> **WHAT THE EXERCISE ASKS**
Each entry should be quoted word for word, including every mark of punctuation.
########################################
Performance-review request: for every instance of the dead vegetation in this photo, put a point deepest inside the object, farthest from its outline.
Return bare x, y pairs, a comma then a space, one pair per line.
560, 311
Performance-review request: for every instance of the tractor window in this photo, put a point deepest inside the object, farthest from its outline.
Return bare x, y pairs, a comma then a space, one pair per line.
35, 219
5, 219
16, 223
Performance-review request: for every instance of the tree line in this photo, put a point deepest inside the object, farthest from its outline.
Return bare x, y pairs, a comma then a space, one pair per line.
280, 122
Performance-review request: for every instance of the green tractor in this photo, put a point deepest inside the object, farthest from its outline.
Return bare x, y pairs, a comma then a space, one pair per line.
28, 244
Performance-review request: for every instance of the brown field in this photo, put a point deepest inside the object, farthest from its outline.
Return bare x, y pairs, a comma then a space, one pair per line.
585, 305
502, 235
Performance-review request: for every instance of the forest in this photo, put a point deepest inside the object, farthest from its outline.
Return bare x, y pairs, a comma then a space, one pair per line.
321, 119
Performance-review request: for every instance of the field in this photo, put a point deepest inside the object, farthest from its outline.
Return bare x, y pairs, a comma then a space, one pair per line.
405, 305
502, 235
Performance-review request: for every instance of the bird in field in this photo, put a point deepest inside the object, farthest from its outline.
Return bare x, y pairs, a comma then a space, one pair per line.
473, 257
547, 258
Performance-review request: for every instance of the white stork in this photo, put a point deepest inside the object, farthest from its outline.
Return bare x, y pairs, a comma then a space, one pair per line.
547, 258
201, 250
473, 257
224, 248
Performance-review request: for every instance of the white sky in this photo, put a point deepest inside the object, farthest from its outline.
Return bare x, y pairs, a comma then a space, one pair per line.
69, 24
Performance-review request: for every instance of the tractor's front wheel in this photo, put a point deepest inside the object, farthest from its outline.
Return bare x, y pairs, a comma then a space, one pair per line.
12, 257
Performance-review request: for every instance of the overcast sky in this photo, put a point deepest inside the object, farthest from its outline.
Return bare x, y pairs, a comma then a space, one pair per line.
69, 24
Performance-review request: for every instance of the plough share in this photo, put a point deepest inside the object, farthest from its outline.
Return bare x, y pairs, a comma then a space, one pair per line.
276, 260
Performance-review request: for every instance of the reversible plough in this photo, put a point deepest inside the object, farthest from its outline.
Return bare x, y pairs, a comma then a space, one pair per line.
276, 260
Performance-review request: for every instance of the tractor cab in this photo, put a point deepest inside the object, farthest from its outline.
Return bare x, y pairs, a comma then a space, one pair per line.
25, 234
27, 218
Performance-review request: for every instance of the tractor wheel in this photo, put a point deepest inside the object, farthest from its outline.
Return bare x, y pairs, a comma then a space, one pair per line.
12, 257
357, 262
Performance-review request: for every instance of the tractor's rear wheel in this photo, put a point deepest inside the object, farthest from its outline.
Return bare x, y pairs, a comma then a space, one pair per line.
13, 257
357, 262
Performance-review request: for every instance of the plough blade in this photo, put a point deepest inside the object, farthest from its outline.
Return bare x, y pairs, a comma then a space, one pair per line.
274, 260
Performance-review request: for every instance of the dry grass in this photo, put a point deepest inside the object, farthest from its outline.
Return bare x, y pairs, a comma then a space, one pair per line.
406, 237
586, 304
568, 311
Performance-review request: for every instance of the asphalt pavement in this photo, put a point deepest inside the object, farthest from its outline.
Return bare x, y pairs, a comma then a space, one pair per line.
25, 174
########################################
> **RESPONSE TO THIS TASK**
Performance-review request: for every instance of the dead vegetation in this photo, put a point deepest inside the object, farthest from its outline.
Return bare x, y pairs, a comma then a space, one pair per line.
560, 311
Performance-review request: for every instance of the tractor window in this photo, put a point deepest inside the object, farthest from its outline.
Return bare x, y pairs, a comma then a space, one pair per line.
35, 219
5, 219
16, 223
Performance-review request: for every instance of the tree line in this photo, put a point deepest inside the object, farthest from its outline.
Return bare x, y pairs, a comma then a space, one pair per line.
280, 122
Performance-review request: for every instance of the green tractor in this photo, put a point deepest inside the object, farthest from its outline.
Return bare x, y pairs, a comma then a space, one pair per line.
28, 244
Performance-review request: for every instance of the brown field in this photo, put a point deepest inside the object, farthest from its outline.
Return bare x, y pairs, a comma then a space, one pair per line.
585, 305
502, 235
Performance-review request: for every instance of the forest in this photo, put a point deepest inside the object, farthest from its outline.
Return bare x, y pairs, a comma then a space, one pair per line.
321, 119
Performance-review request: for every instance of the field in this photo, put a point deepest inside the object, farthest from its outline.
Return bare x, y pairs, a comma then a space, one pair per line.
405, 305
502, 235
Performance-review request: for every instance of the bird in field in this photo, put a point deepest inside the object, farthest from its outline.
Return bare x, y pairs, a comma then a space, one pair per line.
473, 257
547, 258
Performance-review request: for every instance of the white stork in this photo, put a point deepest inside the object, farthest from its outline.
Return bare x, y pairs, a comma then a space, one pair per line.
547, 258
201, 250
473, 257
224, 248
Performance-review request: for every instance of the white sky in this photo, put a point deepest inside the object, farthest from its outline.
Return bare x, y pairs, a comma then a space, one pair per line.
69, 24
Performance-review request: for every instance of the tractor's front wheel in this photo, put a point deepest inside the object, farthest from its outline.
Return bare x, y pairs, a comma then a space, one pair per line.
12, 257
Performance-review request: for every instance of the overcast sky in this photo, put a point deepest inside the object, farthest from its outline.
Return bare x, y pairs, a comma then a space, one pair per line.
69, 24
Performance-review request: for every instance of the plough share in this photo, put a point deepest inside the object, farthest from its outline.
Return bare x, y pairs, a comma then a space, one pair per line.
276, 260
Performance-review request: for every instance of the reversible plough in this photo, put a point deepest inside the object, farthest from its outline.
Return bare x, y pairs, a comma then a space, one pair per line.
276, 260
Performance-review request: for every instance of the tractor cab in this photo, put a point deepest inside the object, farthest from its outline.
Return bare x, y pairs, a comma then a space, one pair per line.
25, 234
27, 218
Performance-review request: for every instance of the tractor wheel in this photo, put a point deepest inside the object, farthest from its outline.
Return bare x, y pairs, a comma then a space, one pair per line.
12, 257
357, 262
Performance-review request: for every instance of the tractor's rear wheel in this photo, put a point deepest inside the object, farthest from its outline.
Return bare x, y pairs, a comma then a space, one pair per line.
13, 257
357, 262
Performance-review request: for every instance of the plough blade in this photo, put a point deepest inside the object, farthest from its outline.
Return bare x, y pairs, a comma then a space, one pair per line.
274, 260
Performance-review request: for every instance of the dry grass in this photo, put a point deepest inside the object, farthest from its outline.
Return bare x, y pairs, a comma then a space, one pair per line.
406, 237
586, 304
568, 311
Performance-review request: for every instance of the asphalt pavement in this photo, put a point deepest inside the object, farthest from its outline.
Return bare x, y pairs, a comma then a space, one pair per line.
25, 174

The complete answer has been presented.